● Passage given
##########

Throughout the crisis – and ostensibly as a response to it – Europe has increased its focus on external competitiveness as a means to transform both the EU and eurozone into a huge German-style, export-led economic machine (as emphasised by the Global Europe strategy). Various experts and economists have pointed out that this is a fundamentally misguided strategy.
In recent years, however, the EU has negotiated numerous bilateral trade agreements. This has been topped by the announcement in early 2013 that the EU and the US had agreed to enter into negotiations on a bilateral trade agreement, the so-called Transatlantic Trade and Investment Partnership (TTIP). The European Commission has always argued that the agreement is aimed at ‘help[ing] people and businesses large and small, by opening up the US to EU firms; helping cut red tape that firms face when exporting; and setting new rules to make it easier and fairer to export, import and invest overseas’. Furthermore, it contends that the TTIP, will ‘kick-start’ the EU economy by ‘generating jobs and growth across the EU’ and ‘cutting prices when we shop and offering us more choice’.
These assertions have been strongly challenged by European (and American) civil society organisations, which have maintained that the proposed agreement is not primarily intended to reduce the few remaining tariffs between the world economy’s two biggest trading blocs, but that ‘its central objective is to dismantle and/or harmonise regulations in areas such as agriculture, food safety, product and technical standards, financial services, the protection of intellectual property rights, and government procurement’. Since the EU-US negotiations are notably taking place behind closed doors, though, civil society organisations have had little to back their claims in terms of hard evidence (though the European Commission agreed last year to publish a long list of documents, the most important TTIP documents remain secret), and have had to rely mostly on historical precedents (the well documented nefarious social, economic and environmental effects of previous trade agreements, such as NAFTA), leaked documents relating to the other major trade deal being negotiated by the US, the Trans-Pacific Partnership (TTP), signed on 4 February 2016, and, well, good sense. This has allowed politicians in the EU and US – who have paradoxically stated that the purpose of keeping a tight lid on the negotiations is precisely to prevent vested interests to apply pressures – to accuse critics of the TTIP of fear-mongering.

##########

[Named region outline records]

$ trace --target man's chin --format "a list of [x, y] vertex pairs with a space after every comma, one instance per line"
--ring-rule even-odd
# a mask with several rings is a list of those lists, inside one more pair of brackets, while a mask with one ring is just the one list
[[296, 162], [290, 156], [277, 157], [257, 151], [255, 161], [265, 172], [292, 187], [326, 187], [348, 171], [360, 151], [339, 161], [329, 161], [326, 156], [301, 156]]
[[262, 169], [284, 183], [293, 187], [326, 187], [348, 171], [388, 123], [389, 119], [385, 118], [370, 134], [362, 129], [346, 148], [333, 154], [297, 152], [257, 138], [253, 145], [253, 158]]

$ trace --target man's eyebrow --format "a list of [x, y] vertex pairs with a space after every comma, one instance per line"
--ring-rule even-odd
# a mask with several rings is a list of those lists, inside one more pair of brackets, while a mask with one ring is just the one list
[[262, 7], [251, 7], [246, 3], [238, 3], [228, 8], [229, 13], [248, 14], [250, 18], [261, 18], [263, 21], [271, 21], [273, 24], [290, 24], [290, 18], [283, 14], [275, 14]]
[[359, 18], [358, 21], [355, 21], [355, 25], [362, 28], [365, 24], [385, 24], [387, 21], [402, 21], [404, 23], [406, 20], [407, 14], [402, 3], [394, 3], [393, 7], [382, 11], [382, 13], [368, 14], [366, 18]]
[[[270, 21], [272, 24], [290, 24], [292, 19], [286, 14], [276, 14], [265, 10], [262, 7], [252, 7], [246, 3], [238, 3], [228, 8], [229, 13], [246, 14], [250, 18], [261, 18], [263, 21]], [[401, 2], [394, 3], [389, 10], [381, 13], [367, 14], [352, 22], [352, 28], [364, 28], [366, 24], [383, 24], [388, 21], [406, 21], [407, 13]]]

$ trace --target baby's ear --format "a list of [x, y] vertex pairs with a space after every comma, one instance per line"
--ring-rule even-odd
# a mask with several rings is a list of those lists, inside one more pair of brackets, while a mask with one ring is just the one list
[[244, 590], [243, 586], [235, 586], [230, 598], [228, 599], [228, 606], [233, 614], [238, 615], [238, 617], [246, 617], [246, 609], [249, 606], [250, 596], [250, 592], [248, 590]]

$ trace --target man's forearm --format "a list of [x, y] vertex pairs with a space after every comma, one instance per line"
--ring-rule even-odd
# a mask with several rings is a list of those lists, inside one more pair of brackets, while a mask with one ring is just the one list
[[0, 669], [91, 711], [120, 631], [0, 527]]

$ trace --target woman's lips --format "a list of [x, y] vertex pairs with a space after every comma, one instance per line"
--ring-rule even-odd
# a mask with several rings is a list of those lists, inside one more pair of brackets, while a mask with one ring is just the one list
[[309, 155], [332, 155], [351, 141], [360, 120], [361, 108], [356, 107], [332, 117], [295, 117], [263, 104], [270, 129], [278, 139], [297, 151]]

##########

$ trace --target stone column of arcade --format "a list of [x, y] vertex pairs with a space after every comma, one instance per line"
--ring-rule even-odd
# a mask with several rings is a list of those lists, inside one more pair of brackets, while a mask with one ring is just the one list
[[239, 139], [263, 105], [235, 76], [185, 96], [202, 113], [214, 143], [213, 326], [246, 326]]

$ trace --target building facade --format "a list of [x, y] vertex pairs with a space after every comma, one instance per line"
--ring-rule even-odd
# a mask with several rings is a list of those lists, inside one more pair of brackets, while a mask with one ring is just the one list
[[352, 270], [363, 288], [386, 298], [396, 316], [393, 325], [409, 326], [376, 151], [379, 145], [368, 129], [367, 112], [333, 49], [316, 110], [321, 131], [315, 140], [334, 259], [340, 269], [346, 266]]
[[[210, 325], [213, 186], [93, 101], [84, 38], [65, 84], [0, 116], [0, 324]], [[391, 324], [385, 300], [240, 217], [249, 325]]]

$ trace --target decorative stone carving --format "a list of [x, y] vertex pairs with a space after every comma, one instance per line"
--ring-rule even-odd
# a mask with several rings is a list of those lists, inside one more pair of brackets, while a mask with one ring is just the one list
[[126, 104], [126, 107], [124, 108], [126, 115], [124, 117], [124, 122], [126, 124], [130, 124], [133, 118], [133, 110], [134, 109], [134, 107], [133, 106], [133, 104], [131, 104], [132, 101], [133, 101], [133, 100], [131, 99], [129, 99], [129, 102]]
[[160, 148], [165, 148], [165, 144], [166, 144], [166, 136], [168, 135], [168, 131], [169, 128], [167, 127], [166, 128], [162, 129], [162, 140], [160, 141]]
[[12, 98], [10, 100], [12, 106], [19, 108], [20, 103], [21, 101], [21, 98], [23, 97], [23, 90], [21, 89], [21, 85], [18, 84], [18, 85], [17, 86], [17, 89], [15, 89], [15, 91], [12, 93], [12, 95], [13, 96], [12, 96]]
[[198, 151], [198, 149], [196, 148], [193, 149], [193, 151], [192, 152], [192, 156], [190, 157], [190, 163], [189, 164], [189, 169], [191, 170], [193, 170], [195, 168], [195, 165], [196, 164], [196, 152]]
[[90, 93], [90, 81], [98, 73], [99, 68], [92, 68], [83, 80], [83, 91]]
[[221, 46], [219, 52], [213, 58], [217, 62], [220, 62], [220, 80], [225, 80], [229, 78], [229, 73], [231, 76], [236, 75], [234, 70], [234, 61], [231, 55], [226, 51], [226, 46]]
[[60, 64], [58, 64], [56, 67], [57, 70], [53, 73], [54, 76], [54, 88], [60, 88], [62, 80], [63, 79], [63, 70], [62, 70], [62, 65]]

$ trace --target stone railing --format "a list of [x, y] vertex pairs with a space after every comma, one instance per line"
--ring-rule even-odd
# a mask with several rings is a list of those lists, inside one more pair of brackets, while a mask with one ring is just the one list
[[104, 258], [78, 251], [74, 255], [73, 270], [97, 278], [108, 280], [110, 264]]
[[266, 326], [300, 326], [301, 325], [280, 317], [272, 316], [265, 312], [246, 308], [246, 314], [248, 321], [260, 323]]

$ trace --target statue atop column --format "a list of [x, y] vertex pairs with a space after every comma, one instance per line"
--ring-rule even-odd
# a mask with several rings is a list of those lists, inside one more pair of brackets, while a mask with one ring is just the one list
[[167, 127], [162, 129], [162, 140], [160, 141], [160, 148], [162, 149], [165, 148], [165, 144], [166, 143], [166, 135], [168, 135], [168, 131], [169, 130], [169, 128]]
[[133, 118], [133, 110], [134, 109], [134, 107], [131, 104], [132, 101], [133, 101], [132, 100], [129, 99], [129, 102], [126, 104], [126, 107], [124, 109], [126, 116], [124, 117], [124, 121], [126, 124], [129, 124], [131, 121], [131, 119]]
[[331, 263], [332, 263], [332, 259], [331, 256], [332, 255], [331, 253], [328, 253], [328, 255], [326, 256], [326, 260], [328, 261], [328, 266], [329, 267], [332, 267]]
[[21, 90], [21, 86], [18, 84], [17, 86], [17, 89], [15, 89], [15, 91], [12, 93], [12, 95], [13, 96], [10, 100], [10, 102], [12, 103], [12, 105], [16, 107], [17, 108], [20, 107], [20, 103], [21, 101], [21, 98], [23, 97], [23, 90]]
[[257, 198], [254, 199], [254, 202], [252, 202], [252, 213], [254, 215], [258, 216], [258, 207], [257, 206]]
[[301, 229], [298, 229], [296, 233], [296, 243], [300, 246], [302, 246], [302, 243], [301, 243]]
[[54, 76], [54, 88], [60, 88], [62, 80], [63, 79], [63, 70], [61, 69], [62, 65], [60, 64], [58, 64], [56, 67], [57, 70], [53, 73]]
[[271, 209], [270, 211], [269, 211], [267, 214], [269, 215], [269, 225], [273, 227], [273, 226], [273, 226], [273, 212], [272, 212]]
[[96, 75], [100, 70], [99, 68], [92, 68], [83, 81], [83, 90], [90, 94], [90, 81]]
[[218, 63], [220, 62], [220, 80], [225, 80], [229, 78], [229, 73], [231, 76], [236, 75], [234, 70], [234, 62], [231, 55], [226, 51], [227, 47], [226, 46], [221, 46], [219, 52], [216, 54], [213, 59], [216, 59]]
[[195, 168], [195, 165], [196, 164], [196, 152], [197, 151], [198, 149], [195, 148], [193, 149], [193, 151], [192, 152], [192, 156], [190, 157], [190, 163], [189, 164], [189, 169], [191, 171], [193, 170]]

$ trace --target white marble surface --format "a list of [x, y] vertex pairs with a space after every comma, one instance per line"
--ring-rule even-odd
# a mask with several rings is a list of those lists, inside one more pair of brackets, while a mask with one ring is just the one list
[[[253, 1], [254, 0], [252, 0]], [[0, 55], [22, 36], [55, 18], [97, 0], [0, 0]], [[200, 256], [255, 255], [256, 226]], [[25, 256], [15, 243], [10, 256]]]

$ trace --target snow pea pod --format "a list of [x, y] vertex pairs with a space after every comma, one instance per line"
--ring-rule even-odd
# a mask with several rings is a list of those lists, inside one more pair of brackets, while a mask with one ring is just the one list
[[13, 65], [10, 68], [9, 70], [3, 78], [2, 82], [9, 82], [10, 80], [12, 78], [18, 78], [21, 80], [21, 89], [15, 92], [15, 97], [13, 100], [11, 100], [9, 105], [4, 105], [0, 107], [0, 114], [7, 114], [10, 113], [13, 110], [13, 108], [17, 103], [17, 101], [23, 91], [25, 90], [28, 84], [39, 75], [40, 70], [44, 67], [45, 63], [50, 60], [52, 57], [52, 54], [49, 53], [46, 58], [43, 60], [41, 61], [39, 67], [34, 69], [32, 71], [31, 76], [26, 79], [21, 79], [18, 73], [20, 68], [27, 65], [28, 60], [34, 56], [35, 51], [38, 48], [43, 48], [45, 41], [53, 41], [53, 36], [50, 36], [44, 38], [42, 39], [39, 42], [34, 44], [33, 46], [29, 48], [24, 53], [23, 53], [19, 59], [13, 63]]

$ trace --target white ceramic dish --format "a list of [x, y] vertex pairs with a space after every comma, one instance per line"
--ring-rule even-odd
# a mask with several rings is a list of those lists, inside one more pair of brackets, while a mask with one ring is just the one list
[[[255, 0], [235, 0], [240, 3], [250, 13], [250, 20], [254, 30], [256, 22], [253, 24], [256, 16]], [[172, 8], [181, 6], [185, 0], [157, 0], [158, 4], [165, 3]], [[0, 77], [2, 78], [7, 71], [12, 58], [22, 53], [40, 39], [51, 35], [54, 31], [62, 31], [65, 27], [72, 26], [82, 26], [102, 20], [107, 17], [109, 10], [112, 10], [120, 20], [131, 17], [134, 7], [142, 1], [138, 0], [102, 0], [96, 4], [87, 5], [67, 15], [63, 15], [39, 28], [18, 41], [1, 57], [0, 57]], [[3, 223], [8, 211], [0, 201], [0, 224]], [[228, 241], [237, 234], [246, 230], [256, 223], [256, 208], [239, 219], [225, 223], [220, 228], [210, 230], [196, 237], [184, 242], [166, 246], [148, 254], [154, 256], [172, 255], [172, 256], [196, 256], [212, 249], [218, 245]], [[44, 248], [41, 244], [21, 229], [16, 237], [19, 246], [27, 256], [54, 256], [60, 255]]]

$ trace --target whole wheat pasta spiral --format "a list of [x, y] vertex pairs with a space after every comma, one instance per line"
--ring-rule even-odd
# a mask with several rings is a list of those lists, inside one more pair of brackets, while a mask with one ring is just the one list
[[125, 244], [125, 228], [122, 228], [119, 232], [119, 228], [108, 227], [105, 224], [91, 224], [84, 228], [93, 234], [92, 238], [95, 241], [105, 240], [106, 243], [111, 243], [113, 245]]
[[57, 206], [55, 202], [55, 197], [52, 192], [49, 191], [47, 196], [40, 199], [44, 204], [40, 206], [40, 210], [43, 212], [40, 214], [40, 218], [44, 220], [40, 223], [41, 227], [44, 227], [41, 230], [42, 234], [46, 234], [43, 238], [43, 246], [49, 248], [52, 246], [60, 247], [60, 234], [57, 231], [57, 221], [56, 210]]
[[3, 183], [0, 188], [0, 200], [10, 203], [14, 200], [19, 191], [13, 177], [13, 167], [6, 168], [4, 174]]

##########

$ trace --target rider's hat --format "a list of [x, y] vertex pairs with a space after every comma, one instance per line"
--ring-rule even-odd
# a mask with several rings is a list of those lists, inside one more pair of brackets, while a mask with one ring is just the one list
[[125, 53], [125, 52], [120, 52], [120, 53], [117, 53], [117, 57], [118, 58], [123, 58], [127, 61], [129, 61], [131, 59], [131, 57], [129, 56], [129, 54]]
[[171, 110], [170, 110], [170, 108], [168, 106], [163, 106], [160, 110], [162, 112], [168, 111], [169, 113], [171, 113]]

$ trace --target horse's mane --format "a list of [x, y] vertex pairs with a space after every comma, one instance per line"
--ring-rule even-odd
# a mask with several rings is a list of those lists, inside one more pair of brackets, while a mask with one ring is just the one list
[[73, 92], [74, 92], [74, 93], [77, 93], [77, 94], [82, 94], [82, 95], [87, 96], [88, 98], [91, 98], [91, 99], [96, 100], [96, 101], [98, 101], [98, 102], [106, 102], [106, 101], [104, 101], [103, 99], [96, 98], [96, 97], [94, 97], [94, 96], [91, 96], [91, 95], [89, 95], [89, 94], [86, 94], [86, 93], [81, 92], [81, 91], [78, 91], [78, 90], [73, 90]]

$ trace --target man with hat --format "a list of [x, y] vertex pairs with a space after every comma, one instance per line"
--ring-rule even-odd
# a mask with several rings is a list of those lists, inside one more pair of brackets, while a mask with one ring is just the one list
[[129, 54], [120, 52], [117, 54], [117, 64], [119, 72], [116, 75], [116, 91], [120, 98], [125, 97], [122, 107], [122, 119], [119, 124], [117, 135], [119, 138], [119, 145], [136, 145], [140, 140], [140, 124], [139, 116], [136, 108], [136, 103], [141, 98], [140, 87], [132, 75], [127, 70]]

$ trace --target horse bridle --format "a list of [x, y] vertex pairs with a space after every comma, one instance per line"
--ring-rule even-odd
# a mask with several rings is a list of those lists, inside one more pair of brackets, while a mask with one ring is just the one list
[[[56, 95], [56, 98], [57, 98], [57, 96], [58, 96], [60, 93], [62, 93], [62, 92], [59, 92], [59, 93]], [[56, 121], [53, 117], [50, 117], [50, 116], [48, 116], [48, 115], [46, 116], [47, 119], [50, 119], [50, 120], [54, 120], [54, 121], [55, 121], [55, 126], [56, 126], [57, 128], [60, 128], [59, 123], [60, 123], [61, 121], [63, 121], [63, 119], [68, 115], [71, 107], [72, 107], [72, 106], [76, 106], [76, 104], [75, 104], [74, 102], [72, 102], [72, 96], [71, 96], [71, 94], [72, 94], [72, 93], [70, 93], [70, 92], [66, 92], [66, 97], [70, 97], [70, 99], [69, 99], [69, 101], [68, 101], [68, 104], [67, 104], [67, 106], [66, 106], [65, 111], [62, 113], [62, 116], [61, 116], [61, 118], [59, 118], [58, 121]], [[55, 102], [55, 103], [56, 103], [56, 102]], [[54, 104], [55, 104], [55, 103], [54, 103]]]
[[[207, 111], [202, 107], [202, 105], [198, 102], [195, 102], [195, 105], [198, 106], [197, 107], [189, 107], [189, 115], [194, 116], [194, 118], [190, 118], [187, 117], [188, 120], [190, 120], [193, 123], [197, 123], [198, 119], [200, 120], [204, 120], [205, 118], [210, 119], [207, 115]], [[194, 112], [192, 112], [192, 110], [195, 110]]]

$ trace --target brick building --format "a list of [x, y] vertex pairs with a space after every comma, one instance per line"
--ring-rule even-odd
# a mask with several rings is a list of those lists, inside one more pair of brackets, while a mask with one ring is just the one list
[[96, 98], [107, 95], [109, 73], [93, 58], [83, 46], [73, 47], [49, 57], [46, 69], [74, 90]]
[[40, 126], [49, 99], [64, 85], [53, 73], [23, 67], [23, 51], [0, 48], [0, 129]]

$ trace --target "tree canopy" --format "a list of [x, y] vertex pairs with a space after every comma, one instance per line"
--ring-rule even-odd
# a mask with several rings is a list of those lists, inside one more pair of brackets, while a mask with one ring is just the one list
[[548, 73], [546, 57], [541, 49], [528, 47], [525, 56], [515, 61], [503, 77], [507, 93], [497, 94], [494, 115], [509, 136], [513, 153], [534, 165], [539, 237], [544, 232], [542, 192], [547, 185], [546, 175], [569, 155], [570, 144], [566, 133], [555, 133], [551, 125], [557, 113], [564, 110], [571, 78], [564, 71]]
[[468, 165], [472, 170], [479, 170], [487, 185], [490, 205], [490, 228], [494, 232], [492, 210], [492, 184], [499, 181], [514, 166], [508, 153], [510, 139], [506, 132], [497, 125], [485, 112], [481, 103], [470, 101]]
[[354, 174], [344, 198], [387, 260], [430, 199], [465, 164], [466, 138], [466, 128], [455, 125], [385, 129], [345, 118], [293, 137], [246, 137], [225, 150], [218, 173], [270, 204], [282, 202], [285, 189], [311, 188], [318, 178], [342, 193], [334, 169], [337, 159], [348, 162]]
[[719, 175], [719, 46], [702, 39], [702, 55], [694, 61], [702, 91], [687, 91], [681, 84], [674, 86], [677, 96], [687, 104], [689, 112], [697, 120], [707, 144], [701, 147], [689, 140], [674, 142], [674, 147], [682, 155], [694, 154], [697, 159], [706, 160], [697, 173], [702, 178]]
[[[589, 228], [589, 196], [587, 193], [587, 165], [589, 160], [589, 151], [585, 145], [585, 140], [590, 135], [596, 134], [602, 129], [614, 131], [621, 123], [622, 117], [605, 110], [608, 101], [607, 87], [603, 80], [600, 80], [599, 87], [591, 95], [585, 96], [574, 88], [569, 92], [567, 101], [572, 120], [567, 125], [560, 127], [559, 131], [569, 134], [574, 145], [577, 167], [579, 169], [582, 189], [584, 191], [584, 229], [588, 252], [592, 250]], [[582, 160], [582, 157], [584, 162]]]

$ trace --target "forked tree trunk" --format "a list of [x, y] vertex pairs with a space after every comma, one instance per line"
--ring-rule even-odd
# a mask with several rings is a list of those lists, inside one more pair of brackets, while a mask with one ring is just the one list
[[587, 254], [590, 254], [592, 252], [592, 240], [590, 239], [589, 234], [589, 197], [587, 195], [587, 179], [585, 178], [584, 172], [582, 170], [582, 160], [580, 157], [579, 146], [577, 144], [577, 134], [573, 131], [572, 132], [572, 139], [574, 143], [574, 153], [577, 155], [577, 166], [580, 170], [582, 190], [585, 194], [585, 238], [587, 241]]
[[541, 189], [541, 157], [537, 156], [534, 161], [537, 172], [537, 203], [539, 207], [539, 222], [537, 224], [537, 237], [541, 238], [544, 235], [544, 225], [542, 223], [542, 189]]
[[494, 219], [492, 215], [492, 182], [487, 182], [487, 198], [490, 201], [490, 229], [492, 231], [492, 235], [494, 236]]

##########

● Problems to work on
**a.** Edit the TTIP passage, writing out its text from "In recent years, however, the" up to and including "us more choice’." with "red tape" changed to "paperwork".
**b.** Pick up the passage on the EU-US trade negotiations after its final sentence and keep writing.

● Final answers
**a.**
In recent years, however, the EU has negotiated numerous bilateral trade agreements. This has been topped by the announcement in early 2013 that the EU and the US had agreed to enter into negotiations on a bilateral trade agreement, the so-called Transatlantic Trade and Investment Partnership (TTIP). The European Commission has always argued that the agreement is aimed at ‘help[ing] people and businesses large and small, by opening up the US to EU firms; helping cut paperwork that firms face when exporting; and setting new rules to make it easier and fairer to export, import and invest overseas’. Furthermore, it contends that the TTIP, will ‘kick-start’ the EU economy by ‘generating jobs and growth across the EU’ and ‘cutting prices when we shop and offering us more choice’.

**b.**
Until now, that is. On May 1, Greenpeace Netherlands released 243 pages of leaked secret TTIP negotiation texts, which offer an unprecedented glimpse into the far-reaching implications that the agreement would have for climate, environment and public health – and, crucially, prove that civil society organisations were right all along. According to Greenpeace, the documents raise four aspects of serious concern from an environmental and consumer protection perspective:
- Long-standing environmental protections appear to be dropped. None of the documents received by Greenpeace refer to the General Exceptions, a 70-year-old rule enshrined in the GATT agreement of the World Trade Organization (WTO) that allows nations to regulate trade ‘to protect human, animal and plant life or health’ or for ‘the conservation of exhaustible natural resources’. The omission of this regulation suggests both sides are creating a regime that places profit ahead of human, animal and plant life and health.
- Climate protection will be harder under TTIP. There is no reference in the texts to the need to keep global temperature increase under 1.5 degrees, as stressed in the Paris climate agreement. Even worse, the scope for mitigation measures is limited by provisions of the chapters on ‘Regulatory cooperation’ or ‘Market access for industrial goods’. As an example, these proposals would rule out regulating the import of CO2-intensive fuels such as oil from tar sands.
- The end of the precautionary principle. The precautionary principle, enshrined in the EU Treaty, is not mentioned in the chapter on ‘Regulatory cooperation’, nor in any other of the obtained 12 chapters. On the other hand, the US demand for a ‘risk-based’ approach that aims to manage hazardous substances rather than avoid them, finds its way into various chapters. This approach undermines the ability of regulators to take preventive measures, for example regarding controversial substances like hormone disrupting chemicals.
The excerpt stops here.